== QUOTED TEXT ==
BEGIN

4. By map annotation we mean associating low-level symbolic concepts like
regions with higher-level concepts present in the knowledge base, thereby
augmenting the information available for the region under consideration.
This association can be derived either by using object classification (we can
see that this region is a table) or by matching low-level and higher-level concepts based on spatial occupancy (we already know that the room contains
a single table).
5. The extraction of topological information can be done based on a polygonial representation (regions) by computing various spatial relationships
(connectedness, overlap, etc.). This process can be very expensive. Extracting topological information directly from the allocentric map could exploit
the contextual spatial information that is inherent in the allocentric map,
but must be inferred when using a polygonial map.
6. Projecting topological information into allocentric maps is the reverse idea
to the previous issue. It is useful for exploiting knowledge about the environment that is available a priori or acquired through communication with
humans and can significantly ease exploration.

END

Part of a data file
BEGIN

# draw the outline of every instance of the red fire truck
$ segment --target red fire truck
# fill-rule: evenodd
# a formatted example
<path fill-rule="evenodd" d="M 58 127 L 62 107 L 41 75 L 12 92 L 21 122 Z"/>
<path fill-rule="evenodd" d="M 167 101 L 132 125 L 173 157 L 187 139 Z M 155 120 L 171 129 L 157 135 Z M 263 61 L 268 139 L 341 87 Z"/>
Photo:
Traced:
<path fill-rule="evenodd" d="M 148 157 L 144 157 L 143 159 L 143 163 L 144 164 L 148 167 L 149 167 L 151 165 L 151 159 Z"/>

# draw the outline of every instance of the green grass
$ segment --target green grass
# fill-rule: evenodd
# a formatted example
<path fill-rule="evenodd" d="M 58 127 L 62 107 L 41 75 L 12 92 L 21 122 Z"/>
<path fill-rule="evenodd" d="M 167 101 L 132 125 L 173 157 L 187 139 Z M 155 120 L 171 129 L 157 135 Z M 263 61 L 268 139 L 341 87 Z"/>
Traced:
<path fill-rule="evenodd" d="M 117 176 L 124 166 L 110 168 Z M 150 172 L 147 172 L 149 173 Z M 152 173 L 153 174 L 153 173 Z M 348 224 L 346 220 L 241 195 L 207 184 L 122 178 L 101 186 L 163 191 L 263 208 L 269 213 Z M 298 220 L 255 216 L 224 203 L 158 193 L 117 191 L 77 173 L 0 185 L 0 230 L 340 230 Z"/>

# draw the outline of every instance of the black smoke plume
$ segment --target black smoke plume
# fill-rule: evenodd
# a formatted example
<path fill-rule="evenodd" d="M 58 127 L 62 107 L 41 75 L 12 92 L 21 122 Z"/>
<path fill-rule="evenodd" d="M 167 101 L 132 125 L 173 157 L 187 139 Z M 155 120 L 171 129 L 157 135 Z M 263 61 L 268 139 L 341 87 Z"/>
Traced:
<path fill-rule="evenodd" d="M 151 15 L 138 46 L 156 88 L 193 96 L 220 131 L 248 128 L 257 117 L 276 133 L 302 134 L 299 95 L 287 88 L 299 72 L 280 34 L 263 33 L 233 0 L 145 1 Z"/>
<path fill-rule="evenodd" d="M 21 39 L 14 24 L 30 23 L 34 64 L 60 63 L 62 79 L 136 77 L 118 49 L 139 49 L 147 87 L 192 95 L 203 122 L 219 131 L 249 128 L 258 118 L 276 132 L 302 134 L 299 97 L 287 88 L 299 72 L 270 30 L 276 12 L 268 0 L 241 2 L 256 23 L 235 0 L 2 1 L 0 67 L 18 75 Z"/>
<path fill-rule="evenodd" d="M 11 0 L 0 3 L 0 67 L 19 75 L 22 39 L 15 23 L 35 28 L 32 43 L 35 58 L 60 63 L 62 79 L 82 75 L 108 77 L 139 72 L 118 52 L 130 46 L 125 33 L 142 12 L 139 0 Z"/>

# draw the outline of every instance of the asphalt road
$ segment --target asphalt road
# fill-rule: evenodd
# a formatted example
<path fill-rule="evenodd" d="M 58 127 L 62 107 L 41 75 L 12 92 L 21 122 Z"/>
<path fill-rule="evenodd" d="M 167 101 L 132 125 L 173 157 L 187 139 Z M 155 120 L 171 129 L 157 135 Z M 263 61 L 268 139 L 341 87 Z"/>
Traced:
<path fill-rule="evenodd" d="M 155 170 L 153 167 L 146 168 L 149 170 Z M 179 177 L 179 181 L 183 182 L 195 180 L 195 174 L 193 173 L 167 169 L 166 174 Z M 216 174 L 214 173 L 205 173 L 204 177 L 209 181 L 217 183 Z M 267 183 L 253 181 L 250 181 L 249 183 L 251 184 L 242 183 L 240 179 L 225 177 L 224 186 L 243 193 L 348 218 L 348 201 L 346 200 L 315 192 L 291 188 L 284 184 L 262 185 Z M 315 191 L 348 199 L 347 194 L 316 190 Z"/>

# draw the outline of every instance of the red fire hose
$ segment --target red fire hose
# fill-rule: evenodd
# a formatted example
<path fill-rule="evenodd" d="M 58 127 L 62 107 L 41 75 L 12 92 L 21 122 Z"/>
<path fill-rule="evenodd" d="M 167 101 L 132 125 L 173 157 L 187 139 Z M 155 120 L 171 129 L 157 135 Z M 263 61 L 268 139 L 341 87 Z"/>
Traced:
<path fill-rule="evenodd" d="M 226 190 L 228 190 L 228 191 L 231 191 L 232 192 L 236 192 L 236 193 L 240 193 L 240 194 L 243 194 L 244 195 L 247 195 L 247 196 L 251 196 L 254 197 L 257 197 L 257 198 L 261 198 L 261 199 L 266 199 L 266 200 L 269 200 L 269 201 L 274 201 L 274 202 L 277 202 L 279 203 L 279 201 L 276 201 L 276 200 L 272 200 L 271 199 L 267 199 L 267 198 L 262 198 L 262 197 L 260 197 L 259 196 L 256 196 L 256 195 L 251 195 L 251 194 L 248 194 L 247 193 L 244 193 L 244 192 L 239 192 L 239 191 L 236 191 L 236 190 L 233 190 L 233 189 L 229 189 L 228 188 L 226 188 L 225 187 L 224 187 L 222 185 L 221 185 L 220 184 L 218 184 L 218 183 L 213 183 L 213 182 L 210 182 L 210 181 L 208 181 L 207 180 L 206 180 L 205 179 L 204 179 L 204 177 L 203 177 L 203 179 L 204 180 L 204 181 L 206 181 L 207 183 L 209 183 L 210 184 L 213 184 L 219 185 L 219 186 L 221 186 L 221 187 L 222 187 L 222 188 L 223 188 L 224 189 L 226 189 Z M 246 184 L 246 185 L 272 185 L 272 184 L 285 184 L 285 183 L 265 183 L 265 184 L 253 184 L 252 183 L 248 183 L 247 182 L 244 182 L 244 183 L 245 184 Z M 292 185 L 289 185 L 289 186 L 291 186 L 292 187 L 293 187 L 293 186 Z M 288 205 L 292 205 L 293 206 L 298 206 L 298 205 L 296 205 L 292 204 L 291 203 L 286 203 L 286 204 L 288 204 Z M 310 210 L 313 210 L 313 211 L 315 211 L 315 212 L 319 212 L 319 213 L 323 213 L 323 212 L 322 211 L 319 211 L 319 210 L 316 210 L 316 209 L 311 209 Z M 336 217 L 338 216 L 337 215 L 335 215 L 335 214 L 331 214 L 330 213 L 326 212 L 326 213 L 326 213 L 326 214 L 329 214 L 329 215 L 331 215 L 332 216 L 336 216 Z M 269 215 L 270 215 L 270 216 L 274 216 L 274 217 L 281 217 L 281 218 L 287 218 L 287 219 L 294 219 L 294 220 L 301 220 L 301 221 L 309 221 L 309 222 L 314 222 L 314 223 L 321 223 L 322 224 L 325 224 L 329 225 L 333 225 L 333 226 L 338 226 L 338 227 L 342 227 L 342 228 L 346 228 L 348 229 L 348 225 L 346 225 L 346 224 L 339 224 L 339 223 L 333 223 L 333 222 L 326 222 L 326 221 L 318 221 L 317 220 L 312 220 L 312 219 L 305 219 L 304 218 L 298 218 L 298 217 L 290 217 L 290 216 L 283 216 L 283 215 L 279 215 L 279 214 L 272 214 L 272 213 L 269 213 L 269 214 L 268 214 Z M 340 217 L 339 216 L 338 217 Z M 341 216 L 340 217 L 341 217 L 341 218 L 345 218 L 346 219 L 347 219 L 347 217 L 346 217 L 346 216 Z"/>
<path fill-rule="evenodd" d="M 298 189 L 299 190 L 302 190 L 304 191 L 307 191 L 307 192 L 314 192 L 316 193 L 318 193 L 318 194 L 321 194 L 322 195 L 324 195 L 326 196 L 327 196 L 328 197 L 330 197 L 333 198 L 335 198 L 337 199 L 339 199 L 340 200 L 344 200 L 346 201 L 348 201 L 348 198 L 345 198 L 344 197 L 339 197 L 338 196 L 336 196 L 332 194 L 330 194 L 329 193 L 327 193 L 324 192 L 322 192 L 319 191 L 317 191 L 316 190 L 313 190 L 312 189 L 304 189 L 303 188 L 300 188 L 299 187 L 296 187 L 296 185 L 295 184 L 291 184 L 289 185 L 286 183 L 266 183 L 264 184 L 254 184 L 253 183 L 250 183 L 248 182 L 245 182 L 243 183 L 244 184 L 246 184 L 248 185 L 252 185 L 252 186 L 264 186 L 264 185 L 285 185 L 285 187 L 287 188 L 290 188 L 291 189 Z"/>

END

== WORK TO COMPLETE ==
• A. In the passage on allocentric maps, what two ways can derive the association between regions and higher-level concepts?
• B. Repeat the stretch of the passage on allocentric maps from "This association can" through "a single table).".

== FINAL RESULTS ==
• A. Object classification, or matching low-level and higher-level concepts based on spatial occupancy.

• B.
This association can be derived either by using object classification (we can
see that this region is a table) or by matching low-level and higher-level concepts based on spatial occupancy (we already know that the room contains
a single table).